→ **WHAT THE TASK REQUIRES**:
Which lines of the entries contain the string "target"? Copy each of them.

→ **PROVIDED RECORDS**:
★ ★ ★ ★ ★ ★ ★

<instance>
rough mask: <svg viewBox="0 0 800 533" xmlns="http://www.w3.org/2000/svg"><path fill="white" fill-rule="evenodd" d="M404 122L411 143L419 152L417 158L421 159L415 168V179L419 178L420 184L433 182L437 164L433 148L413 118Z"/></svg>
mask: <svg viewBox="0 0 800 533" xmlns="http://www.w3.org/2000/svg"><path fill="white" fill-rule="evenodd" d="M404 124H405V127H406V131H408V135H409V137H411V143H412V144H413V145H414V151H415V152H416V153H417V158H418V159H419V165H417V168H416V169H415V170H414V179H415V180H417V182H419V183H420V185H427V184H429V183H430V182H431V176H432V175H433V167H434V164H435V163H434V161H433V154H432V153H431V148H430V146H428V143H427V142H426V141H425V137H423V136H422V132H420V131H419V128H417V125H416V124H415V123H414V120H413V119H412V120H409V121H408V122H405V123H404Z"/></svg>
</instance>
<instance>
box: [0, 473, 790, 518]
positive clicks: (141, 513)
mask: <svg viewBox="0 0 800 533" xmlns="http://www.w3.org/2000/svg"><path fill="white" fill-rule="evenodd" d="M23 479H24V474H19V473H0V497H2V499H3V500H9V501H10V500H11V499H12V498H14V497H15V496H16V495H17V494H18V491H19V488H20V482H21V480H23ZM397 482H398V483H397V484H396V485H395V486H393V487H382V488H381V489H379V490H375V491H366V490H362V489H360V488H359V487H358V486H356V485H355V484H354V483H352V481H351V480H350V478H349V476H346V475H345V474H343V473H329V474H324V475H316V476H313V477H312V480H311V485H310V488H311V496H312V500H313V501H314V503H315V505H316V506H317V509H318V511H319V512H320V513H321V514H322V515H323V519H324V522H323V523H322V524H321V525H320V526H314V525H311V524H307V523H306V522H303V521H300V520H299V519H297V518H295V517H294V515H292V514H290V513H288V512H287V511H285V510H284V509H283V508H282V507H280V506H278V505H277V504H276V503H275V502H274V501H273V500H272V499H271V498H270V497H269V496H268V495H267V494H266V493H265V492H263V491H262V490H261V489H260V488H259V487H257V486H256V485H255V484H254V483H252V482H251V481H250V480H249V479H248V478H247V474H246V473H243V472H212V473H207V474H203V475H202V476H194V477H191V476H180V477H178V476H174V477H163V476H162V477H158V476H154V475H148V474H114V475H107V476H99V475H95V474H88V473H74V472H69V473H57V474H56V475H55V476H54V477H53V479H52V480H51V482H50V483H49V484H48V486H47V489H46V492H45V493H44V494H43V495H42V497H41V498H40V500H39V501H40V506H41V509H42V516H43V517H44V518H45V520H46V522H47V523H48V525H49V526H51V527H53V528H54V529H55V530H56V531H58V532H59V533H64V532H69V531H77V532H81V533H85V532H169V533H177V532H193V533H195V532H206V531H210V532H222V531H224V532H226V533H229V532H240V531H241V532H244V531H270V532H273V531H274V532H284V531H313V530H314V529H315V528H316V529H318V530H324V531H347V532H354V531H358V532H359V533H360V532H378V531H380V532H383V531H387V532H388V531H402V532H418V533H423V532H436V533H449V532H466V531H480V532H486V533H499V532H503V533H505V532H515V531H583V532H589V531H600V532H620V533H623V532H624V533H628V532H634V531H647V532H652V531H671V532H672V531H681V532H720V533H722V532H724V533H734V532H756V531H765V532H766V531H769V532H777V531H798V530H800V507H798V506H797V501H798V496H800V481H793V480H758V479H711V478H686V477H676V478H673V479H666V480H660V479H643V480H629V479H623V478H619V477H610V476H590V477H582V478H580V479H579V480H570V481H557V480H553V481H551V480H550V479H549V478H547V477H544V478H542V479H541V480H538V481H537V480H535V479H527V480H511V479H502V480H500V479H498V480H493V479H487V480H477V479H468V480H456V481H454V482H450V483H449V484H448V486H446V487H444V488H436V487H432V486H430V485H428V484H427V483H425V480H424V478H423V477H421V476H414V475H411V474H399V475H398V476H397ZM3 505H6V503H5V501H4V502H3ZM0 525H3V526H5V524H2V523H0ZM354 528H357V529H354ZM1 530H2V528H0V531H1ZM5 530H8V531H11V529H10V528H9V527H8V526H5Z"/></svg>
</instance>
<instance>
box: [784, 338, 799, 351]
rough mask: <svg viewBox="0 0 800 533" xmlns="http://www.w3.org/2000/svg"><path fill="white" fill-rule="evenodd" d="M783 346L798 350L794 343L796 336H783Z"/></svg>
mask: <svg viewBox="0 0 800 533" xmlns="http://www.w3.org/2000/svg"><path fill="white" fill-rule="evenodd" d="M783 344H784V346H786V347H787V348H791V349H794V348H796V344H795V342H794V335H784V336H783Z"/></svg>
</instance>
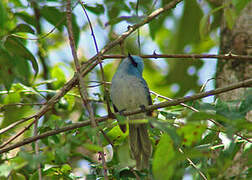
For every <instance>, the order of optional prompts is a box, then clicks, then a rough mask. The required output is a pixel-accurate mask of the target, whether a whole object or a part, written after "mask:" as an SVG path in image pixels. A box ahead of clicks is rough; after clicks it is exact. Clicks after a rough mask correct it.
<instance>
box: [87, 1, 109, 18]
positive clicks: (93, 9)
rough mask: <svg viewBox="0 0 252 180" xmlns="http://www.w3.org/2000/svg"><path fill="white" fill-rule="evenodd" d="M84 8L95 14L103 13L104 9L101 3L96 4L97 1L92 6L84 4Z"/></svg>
mask: <svg viewBox="0 0 252 180" xmlns="http://www.w3.org/2000/svg"><path fill="white" fill-rule="evenodd" d="M85 8H86V9H87V10H89V11H91V12H92V13H94V14H97V15H99V14H104V11H105V9H104V7H103V5H102V4H98V3H95V6H94V7H93V6H88V5H85Z"/></svg>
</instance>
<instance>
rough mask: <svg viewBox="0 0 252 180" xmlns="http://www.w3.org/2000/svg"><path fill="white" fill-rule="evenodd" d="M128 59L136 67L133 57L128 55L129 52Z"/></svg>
mask: <svg viewBox="0 0 252 180" xmlns="http://www.w3.org/2000/svg"><path fill="white" fill-rule="evenodd" d="M128 57H129V60H130V61H131V63H132V64H133V66H135V67H137V63H136V61H135V60H134V58H133V57H132V56H131V55H130V53H129V54H128Z"/></svg>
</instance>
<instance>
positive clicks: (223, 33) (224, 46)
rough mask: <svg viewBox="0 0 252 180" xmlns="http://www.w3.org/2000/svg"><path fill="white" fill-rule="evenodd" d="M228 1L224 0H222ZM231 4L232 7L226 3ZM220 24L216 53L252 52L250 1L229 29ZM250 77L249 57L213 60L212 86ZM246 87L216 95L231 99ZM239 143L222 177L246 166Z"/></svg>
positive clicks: (230, 176)
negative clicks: (214, 70)
mask: <svg viewBox="0 0 252 180" xmlns="http://www.w3.org/2000/svg"><path fill="white" fill-rule="evenodd" d="M228 1H229V2H230V1H231V0H226V1H224V2H226V3H227V2H228ZM230 8H232V7H230ZM224 19H225V18H224V13H223V23H222V25H221V35H220V54H228V53H232V54H235V55H251V54H252V1H251V2H249V3H248V4H247V5H246V7H245V8H244V9H243V10H242V12H241V13H240V15H239V17H237V19H236V21H235V24H234V26H233V28H232V29H229V28H228V27H227V24H226V22H224V21H225V20H224ZM249 78H252V61H244V60H240V59H238V58H237V59H232V60H219V61H218V64H217V73H216V86H217V87H224V86H227V85H229V84H231V83H236V82H239V81H243V80H245V79H249ZM247 89H248V88H240V89H236V90H233V91H230V92H226V93H223V94H220V95H219V96H218V97H219V98H220V100H222V101H232V100H239V99H244V98H245V96H244V95H245V92H246V90H247ZM246 119H247V120H251V119H252V110H251V111H250V112H248V113H247V116H246ZM243 148H244V146H242V147H241V149H240V151H238V152H237V153H236V155H235V157H234V160H233V164H232V165H231V166H230V167H229V168H228V169H227V170H226V171H225V172H223V176H224V177H225V178H227V179H228V178H230V177H235V176H239V174H240V173H241V172H243V171H244V170H245V169H246V168H247V167H246V166H245V164H246V161H247V159H248V157H245V156H242V154H243Z"/></svg>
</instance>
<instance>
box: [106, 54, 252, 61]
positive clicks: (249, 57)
mask: <svg viewBox="0 0 252 180" xmlns="http://www.w3.org/2000/svg"><path fill="white" fill-rule="evenodd" d="M125 57H127V56H126V55H120V54H110V55H103V56H102V58H103V59H120V58H125ZM140 57H142V58H154V59H158V58H180V59H201V58H206V59H219V60H221V59H225V60H228V59H239V60H250V61H252V56H245V55H235V54H224V55H223V54H219V55H217V54H156V53H154V54H152V55H140Z"/></svg>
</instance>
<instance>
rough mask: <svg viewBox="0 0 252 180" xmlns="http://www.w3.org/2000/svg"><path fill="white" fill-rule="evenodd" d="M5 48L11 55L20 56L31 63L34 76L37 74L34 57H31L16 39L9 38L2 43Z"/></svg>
mask: <svg viewBox="0 0 252 180" xmlns="http://www.w3.org/2000/svg"><path fill="white" fill-rule="evenodd" d="M4 46H5V48H6V49H7V50H8V51H9V52H11V53H12V54H15V55H18V56H21V57H23V58H25V59H28V60H30V61H31V63H32V67H33V69H34V71H35V76H36V75H37V73H38V63H37V61H36V59H35V57H34V56H33V55H32V53H31V52H30V51H29V50H28V49H27V48H26V47H25V46H24V45H23V44H22V43H21V41H19V39H18V38H15V37H11V36H9V37H8V38H7V39H6V41H5V43H4Z"/></svg>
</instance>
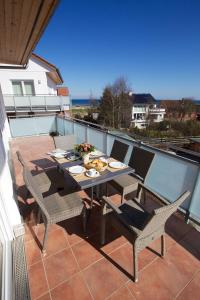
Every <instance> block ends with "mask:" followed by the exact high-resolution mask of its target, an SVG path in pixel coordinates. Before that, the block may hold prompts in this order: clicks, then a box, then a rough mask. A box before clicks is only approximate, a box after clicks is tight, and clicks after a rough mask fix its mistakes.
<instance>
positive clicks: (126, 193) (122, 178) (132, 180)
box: [110, 175, 140, 194]
mask: <svg viewBox="0 0 200 300" xmlns="http://www.w3.org/2000/svg"><path fill="white" fill-rule="evenodd" d="M138 182H140V180H139V179H137V178H135V177H133V176H131V175H121V176H119V177H116V178H115V179H114V180H112V181H111V182H110V184H111V185H112V186H114V187H115V188H116V189H117V190H119V191H120V192H123V193H125V194H128V193H129V192H132V191H134V190H136V189H137V186H138Z"/></svg>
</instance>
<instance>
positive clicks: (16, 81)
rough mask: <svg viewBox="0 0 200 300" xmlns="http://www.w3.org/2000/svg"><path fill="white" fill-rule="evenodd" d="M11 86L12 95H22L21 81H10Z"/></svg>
mask: <svg viewBox="0 0 200 300" xmlns="http://www.w3.org/2000/svg"><path fill="white" fill-rule="evenodd" d="M12 86H13V93H14V95H17V96H23V91H22V83H21V81H13V82H12Z"/></svg>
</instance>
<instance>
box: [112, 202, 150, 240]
mask: <svg viewBox="0 0 200 300" xmlns="http://www.w3.org/2000/svg"><path fill="white" fill-rule="evenodd" d="M119 209H120V210H121V211H122V213H121V214H120V217H119V218H118V217H116V216H117V215H116V213H114V212H112V213H111V214H109V215H110V216H109V217H110V220H111V222H112V223H113V225H114V226H115V227H116V226H119V225H120V227H121V226H125V227H126V228H127V229H129V231H130V230H131V231H132V233H134V234H135V236H139V235H140V233H141V231H142V230H143V228H144V226H145V225H146V223H147V221H148V220H149V217H150V214H149V213H148V212H146V211H145V210H144V209H142V207H141V205H139V204H138V203H137V201H136V200H128V201H126V202H124V203H123V204H121V205H120V206H119ZM117 224H119V225H117Z"/></svg>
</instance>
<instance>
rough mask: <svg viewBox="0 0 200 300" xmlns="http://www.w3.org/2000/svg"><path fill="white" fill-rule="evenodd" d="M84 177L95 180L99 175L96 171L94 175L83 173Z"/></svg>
mask: <svg viewBox="0 0 200 300" xmlns="http://www.w3.org/2000/svg"><path fill="white" fill-rule="evenodd" d="M85 175H86V176H87V177H90V178H96V177H98V176H99V175H100V173H99V172H98V171H96V173H95V174H94V175H92V176H91V175H90V174H88V172H85Z"/></svg>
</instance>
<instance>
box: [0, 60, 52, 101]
mask: <svg viewBox="0 0 200 300" xmlns="http://www.w3.org/2000/svg"><path fill="white" fill-rule="evenodd" d="M51 71H52V68H51V67H50V66H48V65H47V64H45V63H43V62H42V61H40V60H38V59H37V58H36V57H34V56H32V57H31V58H30V59H29V63H28V66H27V68H26V69H0V84H1V89H2V93H3V95H15V94H16V93H15V91H14V87H13V83H14V82H16V81H21V83H22V92H23V95H27V94H29V95H30V94H32V93H30V86H28V83H33V95H36V96H37V95H57V85H56V83H55V82H54V81H53V80H52V79H51V78H49V77H48V75H47V73H48V72H51ZM24 83H25V84H26V83H27V89H28V91H26V87H25V84H24ZM27 92H28V93H27Z"/></svg>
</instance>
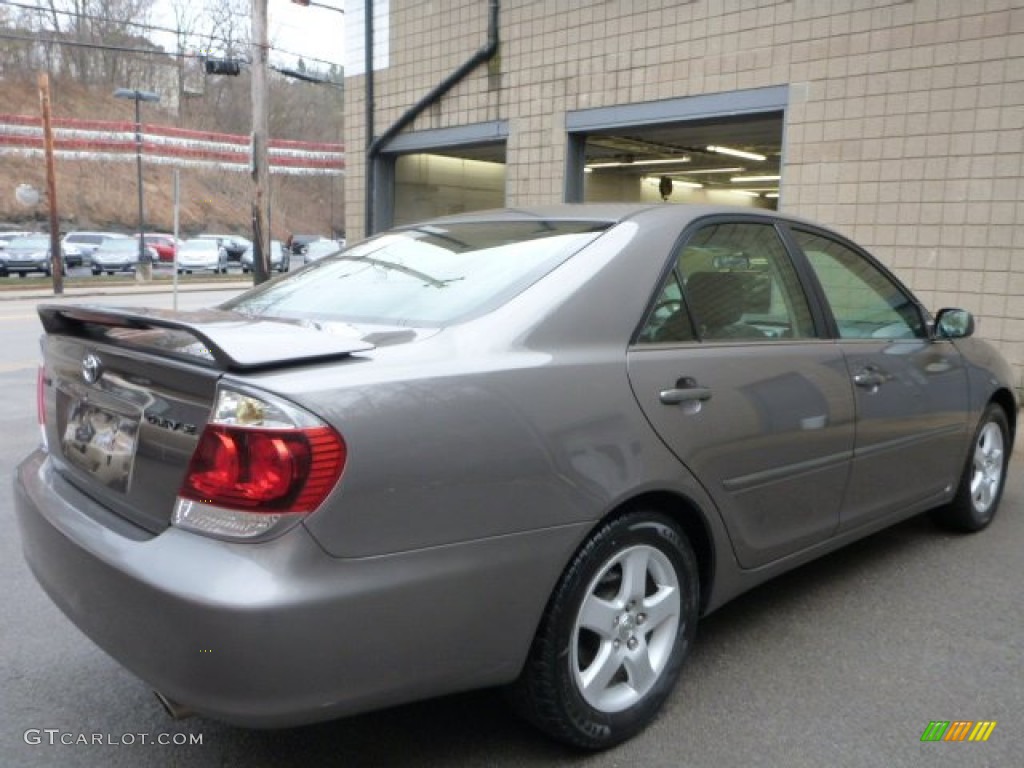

★ ★ ★ ★ ★ ★ ★

→ **RESPONSE FOR THIS EXERCISE**:
For every <instance>, the order of optional prompts is a box, then clicks, then a rough mask. The required output is a pixel-accurate mask of the target, whether a whole object or a part, written after "mask:" as an SVG path in image pixels. A box ahead of clicks is rough; after clicks it is exact. Clicks after a rough mask correct it.
Every <instance> block ends with "mask:" followed by the exact high-resolution mask of its target, an SVG path in pixel coordinates. Before that, the block may hold prompts in this order: clicks, then a box, then a rough mask. A box before clicks is only approximate, a box after clicks is tight, and clicks after a rough mask fix its mistakes.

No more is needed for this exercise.